## [Task 1]
Say whether each statement agrees with the GST payment rules below, answering yes or no and quoting the words of the text that decide it: (a) a challan in FORM GST PMT-06 stays valid for thirty days; (b) Over the Counter payment is capped at ten thousand rupees per challan per tax period; (c) the person making a payment bears any commission on it.
## [Task 2]
Answer these questions from the GST payment rules below, one answer per line:
(a) In which form is the electronic cash ledger maintained?
(b) Through which payment network may the international money transfer be made?
(c) Besides the appeal being finally rejected, when is a refund deemed to be rejected?
## [Task 3]
Set down a passage of the GST payment rules below word for word, beginning at the words "Explanation.– For the purposes of this rule, it" and stopping after "file an appeal.".

## [Extracted text]

Explanation.– For the purposes of this rule, it is hereby clarified that a refund shall be deemed to be rejected, if the appeal is finally rejected or if the claimant gives an undertaking to the proper officer that he shall not file an appeal.


Electronic Cash Ledger.- (1) The electronic cash ledger under sub-section (1) of section 49 shall be maintained in FORM GST PMT-05 for each person, liable to pay tax, interest, penalty, late fee or any other amount, on the common portal for crediting the amount deposited and debiting the payment therefrom towards tax, interest, penalty, fee or any other amount.

(2) Any person, or a person on his behalf, shall generate a challan in FORM GST PMT-06 on the common portal and enter the details of the amount to be deposited by him towards tax, interest, penalty, fees or any other amount:


           [Provided that the challan in FORM GST PMT-06 generated at the common portal shall be valid for a period of fifteen days.

           Provided further that a person supplying online information and database access or retrieval services from a place outside India to a non-taxable online recipient referred to in section 14 of the Integrated Goods and Services Tax Act, 2017 (13 of 2017) may also do so through the Board’s payment system namely, Electronic Accounting System in Excise and Service Tax from the date to be notified by the Board.]45

(3) The deposit under sub-rule (2) shall be made through any of the following modes, namely:-

(i) Internet Banking through authorised banks;
(ii) Credit card or Debit card through the authorised bank;
(iii) National Electronic Fund Transfer or Real Time Gross Settlement from any bank; or
(iv) Over the Counter payment through authorised banks for deposits up to ten thousand rupees per challan per tax period, by cash, cheque or demand draft: 

             Provided that the restriction for deposit up to ten thousand rupees per challan in case of an Over the Counter payment shall not apply to deposit to be made by –

(a) Government Departments or any other deposit to be made by persons as may be notified by the Commissioner in this behalf;
(b) Proper officer or any other officer authorised to recover outstanding dues from any person, whether registered or not, including recovery made through attachment or sale of movable or immovable properties;
(c) Proper officer or any other officer authorised for the amounts collected by way of cash, cheque or demand draft during any investigation or enforcement activity or any ad hoc deposit:

           [Provided further that a person supplying online information and database access or retrieval services from a place outside India to a non-taxable online recipient referred to in section 14 of the Integrated Goods and Services Tax Act, 2017 (13 of 2017) may also make the deposit under sub-rule (2) through international money transfer through Society for Worldwide Interbank Financial Telecommunication payment network, from the date to be notified by the Board.]46

Explanation.– For the purposes of this sub-rule, it is hereby clarified that for making payment of any amount indicated in the challan, the commission, if any, payable in respect of such payment shall be borne by the person making such payment.

## [Records supplied]
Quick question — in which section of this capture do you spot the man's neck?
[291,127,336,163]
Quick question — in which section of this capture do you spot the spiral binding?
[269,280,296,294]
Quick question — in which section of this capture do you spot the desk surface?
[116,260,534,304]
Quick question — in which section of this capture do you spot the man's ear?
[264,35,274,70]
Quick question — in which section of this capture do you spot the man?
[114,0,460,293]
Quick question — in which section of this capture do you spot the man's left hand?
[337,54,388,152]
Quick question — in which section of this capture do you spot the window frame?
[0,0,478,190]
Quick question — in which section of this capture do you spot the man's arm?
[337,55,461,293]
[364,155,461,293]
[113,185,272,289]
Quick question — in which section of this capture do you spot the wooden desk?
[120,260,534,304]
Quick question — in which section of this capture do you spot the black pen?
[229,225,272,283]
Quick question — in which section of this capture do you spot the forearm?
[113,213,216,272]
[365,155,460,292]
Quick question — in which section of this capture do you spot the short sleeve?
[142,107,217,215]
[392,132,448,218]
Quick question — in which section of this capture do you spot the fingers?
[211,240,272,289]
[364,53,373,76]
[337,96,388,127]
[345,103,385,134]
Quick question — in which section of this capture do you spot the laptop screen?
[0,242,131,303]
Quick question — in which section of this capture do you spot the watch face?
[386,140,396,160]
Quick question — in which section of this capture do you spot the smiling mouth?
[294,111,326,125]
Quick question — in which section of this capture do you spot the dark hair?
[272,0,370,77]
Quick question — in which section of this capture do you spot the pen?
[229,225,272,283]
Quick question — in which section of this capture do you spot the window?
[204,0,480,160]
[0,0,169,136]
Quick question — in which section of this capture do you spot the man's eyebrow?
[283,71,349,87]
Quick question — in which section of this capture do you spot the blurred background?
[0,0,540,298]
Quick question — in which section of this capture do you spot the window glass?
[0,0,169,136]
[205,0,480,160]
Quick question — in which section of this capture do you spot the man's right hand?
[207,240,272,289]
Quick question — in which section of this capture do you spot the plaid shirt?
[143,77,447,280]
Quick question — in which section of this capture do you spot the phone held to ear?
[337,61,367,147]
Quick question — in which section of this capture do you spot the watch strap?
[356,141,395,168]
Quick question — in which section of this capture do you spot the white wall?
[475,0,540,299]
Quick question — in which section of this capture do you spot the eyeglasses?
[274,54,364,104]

## [Worked answer 1]
(a) No: "shall be valid for a period of fifteen days"
(b) Yes: "for deposits up to ten thousand rupees per challan per tax period"
(c) Yes: "shall be borne by the person making such payment"

## [Worked answer 2]
(a) FORM GST PMT-05
(b) The Society for Worldwide Interbank Financial Telecommunication payment network
(c) When the claimant gives an undertaking to the proper officer that he shall not file an appeal

## [Worked answer 3]
Explanation.– For the purposes of this rule, it is hereby clarified that a refund shall be deemed to be rejected, if the appeal is finally rejected or if the claimant gives an undertaking to the proper officer that he shall not file an appeal.